>> Begin TEXT
It is also evident from this passage, that a moral incapacity for perceiving spiritual things in their true character and relations does not diminish man's responsibility in the sight of God, but is itself a proof of his guilt. Let us remember wherein this moral incapacity consists. It consists among other things, as we have seen, in an inveterate disinclination to return to God; in a vitiated state of the will, affections, and desires; in a willingness to remain in a state of alienation from that glorious Being to whose service we are bound to devote every faculty in our nature. Man's blindness, then, in respect to spiritual things, instead of excusing, is itself the result of his apostacy from God, and constitutes his criminality; and his criminality is greatly enhanced by the fact that he rejects the only remedy for the removal of that blindness. I believe that, in the entire range of human experience, wherever the light of revelation has shone, there has been no instance,-whether as regards speculative unbelief among avowed infidels, or practical unbelief among hearers of the Gospel,-of a man with an honest and earnest desire to know and to do the

will of God, being denied the teaching of the Spirit of God, so as to prevent him from arriving at such a conviction of the truth as to lead him to acquiesce in the method of redemption revealed by God, and to embrace an offered Saviour. No doubt, infidels are often profuse in their professions of honesty; but their professed honesty is more nominal than real and singleminded. For, how stands the case? They come to God's Word with a moral obliquity of feeling and of judgment, and, as a natural result, unless God graciously interposes to prevent the sad and certain consequences of such a state of mind, they find what they wish, and arrive at that conclusion which their hearts have already anticipated and desired.
>> End TEXT
> [WHAT THE TASK ASKS]: Reproduce the passage on moral incapacity and responsibility word for word, in full.
>> Begin DATASET
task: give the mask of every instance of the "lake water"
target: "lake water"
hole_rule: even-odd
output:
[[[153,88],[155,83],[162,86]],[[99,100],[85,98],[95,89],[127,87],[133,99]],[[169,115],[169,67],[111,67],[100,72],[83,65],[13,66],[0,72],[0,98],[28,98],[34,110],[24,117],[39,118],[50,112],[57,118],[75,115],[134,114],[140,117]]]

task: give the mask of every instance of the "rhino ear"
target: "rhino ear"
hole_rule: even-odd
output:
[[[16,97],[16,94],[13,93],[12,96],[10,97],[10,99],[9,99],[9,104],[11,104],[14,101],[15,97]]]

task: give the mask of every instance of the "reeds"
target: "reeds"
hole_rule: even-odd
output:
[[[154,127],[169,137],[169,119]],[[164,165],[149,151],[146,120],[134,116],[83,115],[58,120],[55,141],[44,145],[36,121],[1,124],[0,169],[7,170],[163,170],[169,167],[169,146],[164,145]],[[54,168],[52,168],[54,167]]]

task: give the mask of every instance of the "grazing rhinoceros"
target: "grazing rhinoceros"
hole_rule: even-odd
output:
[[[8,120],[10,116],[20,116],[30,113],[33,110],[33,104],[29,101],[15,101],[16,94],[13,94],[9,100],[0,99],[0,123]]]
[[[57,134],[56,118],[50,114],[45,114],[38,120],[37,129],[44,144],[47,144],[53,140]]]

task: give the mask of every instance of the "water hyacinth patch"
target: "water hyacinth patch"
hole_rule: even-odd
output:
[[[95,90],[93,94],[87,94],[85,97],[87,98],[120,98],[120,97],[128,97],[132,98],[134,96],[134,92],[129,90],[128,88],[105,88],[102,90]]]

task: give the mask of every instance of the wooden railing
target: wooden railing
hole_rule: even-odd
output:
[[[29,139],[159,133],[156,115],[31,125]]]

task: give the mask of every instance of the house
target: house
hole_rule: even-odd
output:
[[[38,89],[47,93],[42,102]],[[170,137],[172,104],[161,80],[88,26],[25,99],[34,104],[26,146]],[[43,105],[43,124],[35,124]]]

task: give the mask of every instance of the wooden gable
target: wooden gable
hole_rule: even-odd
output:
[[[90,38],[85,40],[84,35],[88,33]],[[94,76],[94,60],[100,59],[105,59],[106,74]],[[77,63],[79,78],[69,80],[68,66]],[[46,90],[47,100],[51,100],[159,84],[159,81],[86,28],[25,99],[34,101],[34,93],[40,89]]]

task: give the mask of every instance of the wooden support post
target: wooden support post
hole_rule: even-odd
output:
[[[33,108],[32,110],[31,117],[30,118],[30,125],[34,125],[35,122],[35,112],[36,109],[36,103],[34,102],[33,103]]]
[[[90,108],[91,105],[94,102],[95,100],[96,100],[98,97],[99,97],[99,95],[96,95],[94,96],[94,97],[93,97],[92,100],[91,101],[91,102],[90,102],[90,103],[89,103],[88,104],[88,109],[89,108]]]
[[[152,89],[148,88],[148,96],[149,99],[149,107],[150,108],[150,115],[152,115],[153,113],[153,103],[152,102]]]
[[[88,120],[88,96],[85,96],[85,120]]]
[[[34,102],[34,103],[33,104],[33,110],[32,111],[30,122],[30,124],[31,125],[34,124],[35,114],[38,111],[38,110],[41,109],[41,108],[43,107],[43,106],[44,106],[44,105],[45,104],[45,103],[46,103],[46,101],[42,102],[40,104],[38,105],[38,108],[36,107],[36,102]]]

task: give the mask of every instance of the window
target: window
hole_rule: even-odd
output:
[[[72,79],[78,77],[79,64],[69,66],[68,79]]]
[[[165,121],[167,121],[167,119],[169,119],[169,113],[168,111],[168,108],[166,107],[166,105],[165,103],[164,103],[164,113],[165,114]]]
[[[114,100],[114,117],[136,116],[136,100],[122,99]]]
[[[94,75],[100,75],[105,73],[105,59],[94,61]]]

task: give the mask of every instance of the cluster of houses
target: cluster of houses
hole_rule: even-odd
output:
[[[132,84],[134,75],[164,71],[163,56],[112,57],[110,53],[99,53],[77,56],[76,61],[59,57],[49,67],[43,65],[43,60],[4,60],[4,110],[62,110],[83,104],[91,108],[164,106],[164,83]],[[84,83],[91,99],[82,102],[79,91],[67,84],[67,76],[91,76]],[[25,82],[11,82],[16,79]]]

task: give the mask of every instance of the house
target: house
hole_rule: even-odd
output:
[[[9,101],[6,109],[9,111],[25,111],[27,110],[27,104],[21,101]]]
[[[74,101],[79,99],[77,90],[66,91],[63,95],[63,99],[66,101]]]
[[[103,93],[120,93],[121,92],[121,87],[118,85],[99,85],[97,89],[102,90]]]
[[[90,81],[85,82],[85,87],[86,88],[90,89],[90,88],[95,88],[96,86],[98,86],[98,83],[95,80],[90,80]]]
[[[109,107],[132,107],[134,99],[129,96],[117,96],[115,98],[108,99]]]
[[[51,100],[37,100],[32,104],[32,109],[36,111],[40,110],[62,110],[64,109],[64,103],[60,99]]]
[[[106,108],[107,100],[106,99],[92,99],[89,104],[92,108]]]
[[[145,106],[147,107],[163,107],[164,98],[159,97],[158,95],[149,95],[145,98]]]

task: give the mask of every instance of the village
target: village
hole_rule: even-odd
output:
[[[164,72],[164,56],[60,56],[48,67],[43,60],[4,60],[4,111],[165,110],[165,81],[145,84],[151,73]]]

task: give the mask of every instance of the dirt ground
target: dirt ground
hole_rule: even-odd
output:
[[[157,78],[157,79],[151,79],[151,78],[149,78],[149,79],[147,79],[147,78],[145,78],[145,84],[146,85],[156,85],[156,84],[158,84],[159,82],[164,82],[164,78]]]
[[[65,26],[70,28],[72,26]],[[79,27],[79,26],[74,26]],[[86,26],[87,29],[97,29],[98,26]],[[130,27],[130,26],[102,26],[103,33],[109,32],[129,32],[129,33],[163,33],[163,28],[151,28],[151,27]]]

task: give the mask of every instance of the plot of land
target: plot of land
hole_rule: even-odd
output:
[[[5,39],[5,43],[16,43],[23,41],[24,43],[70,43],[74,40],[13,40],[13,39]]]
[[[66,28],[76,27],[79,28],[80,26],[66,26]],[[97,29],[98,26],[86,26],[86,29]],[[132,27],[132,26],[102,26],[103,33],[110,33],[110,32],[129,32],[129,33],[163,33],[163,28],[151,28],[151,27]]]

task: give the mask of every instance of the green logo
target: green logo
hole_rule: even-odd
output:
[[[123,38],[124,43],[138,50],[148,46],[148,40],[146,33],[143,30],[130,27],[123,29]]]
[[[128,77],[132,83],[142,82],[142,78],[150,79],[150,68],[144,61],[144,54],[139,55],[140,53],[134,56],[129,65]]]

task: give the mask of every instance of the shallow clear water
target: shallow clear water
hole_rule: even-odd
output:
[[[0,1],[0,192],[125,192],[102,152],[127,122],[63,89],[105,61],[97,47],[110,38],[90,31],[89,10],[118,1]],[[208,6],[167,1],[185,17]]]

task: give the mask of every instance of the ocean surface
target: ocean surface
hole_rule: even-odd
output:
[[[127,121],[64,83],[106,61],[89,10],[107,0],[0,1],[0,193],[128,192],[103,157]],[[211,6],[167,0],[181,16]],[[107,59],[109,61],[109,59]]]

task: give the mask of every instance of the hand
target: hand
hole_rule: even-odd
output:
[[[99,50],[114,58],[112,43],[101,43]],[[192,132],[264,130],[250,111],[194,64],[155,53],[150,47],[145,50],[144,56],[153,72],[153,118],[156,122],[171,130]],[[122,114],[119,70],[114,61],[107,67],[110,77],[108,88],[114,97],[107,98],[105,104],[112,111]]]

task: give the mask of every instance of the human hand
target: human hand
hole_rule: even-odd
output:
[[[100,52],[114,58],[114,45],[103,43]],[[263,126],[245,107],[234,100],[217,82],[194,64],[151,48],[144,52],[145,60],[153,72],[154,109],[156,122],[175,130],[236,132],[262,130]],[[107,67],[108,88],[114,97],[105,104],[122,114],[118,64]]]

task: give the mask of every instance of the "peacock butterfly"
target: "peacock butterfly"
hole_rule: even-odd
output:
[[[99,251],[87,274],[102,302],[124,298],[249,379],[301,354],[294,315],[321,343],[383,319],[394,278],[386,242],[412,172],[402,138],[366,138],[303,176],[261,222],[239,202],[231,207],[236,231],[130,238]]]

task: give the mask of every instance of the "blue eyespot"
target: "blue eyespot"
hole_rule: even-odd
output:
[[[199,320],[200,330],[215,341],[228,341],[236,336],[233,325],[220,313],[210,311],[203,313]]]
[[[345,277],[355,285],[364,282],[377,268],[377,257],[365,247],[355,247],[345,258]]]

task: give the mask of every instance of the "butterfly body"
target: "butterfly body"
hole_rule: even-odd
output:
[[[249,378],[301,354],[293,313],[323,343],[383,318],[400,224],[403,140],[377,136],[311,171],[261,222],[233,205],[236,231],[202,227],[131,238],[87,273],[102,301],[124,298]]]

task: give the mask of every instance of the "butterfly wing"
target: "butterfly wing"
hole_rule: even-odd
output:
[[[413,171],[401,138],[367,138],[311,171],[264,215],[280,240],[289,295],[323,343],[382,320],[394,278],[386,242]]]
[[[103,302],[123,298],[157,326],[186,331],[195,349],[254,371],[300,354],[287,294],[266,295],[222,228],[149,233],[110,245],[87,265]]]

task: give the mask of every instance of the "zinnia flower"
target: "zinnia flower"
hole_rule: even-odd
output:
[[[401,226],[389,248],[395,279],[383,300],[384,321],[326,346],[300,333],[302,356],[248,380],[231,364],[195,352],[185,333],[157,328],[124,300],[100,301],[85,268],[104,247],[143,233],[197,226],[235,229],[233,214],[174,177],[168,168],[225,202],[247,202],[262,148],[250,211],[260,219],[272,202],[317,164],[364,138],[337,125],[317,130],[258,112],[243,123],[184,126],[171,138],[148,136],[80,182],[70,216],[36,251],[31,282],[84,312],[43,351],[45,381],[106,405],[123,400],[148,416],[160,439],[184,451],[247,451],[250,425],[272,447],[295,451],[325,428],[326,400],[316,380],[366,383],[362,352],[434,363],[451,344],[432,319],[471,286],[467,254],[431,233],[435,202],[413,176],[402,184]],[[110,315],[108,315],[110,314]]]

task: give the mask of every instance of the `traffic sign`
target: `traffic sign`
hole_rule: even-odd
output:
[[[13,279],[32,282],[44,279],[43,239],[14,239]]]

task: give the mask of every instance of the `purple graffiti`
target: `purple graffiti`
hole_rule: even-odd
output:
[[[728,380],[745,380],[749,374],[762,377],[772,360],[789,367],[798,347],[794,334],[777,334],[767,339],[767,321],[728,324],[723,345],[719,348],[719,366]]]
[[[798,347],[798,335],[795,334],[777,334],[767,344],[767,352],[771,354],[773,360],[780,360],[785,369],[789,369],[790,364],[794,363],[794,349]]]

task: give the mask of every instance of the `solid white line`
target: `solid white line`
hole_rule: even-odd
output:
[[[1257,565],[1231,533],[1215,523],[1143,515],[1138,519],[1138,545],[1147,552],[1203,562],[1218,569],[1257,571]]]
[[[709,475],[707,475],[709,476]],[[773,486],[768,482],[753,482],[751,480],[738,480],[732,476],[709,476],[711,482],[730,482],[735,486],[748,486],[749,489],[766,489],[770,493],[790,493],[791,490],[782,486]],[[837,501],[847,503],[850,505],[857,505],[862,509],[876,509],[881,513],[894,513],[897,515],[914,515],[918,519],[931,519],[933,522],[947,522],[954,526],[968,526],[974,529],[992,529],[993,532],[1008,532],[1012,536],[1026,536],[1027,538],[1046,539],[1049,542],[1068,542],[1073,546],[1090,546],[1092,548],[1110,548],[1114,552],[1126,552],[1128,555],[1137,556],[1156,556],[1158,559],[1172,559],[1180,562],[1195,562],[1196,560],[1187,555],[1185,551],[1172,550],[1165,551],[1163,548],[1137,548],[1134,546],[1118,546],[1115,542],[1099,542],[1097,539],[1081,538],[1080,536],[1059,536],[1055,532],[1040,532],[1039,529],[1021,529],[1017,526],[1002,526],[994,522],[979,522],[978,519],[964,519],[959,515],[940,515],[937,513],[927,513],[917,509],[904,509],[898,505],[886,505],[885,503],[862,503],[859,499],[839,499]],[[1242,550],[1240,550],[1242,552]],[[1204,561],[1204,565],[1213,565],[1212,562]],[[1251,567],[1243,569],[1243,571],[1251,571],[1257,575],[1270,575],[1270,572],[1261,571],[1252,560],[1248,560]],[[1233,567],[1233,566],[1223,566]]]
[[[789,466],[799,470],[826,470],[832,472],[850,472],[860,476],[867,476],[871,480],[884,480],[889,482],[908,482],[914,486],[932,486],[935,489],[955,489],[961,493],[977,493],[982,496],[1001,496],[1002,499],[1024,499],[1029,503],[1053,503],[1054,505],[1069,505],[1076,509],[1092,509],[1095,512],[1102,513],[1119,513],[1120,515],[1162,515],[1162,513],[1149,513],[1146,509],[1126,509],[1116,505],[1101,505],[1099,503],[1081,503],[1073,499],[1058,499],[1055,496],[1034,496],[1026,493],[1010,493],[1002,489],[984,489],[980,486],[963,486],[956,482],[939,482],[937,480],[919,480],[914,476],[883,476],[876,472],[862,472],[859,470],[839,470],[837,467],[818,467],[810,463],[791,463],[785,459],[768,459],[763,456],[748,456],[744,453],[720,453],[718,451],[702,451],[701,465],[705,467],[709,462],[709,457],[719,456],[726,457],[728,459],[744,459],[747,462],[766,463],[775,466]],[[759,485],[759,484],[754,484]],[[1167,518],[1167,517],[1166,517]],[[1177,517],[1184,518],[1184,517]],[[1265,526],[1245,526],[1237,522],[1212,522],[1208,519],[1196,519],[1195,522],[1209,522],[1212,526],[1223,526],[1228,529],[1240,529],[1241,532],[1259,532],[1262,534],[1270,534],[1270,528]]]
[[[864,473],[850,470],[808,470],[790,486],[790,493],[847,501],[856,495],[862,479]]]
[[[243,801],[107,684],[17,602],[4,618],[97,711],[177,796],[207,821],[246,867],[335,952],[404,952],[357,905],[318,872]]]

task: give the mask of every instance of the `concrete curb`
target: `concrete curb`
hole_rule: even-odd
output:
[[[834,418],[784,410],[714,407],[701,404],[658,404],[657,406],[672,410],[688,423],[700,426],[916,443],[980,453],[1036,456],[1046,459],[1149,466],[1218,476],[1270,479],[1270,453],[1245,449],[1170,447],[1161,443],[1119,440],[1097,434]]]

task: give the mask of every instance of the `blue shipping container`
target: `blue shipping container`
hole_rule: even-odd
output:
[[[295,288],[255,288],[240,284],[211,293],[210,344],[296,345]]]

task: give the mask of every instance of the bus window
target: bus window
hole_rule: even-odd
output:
>> End DATASET
> [COMPLETED TASK]:
It is also evident from this passage, that a moral incapacity for perceiving spiritual things in their true character and relations does not diminish man's responsibility in the sight of God, but is itself a proof of his guilt. Let us remember wherein this moral incapacity consists. It consists among other things, as we have seen, in an inveterate disinclination to return to God; in a vitiated state of the will, affections, and desires; in a willingness to remain in a state of alienation from that glorious Being to whose service we are bound to devote every faculty in our nature. Man's blindness, then, in respect to spiritual things, instead of excusing, is itself the result of his apostacy from God, and constitutes his criminality; and his criminality is greatly enhanced by the fact that he rejects the only remedy for the removal of that blindness. I believe that, in the entire range of human experience, wherever the light of revelation has shone, there has been no instance,-whether as regards speculative unbelief among avowed infidels, or practical unbelief among hearers of the Gospel,-of a man with an honest and earnest desire to know and to do the

will of God, being denied the teaching of the Spirit of God, so as to prevent him from arriving at such a conviction of the truth as to lead him to acquiesce in the method of redemption revealed by God, and to embrace an offered Saviour. No doubt, infidels are often profuse in their professions of honesty; but their professed honesty is more nominal than real and singleminded. For, how stands the case? They come to God's Word with a moral obliquity of feeling and of judgment, and, as a natural result, unless God graciously interposes to prevent the sad and certain consequences of such a state of mind, they find what they wish, and arrive at that conclusion which their hearts have already anticipated and desired.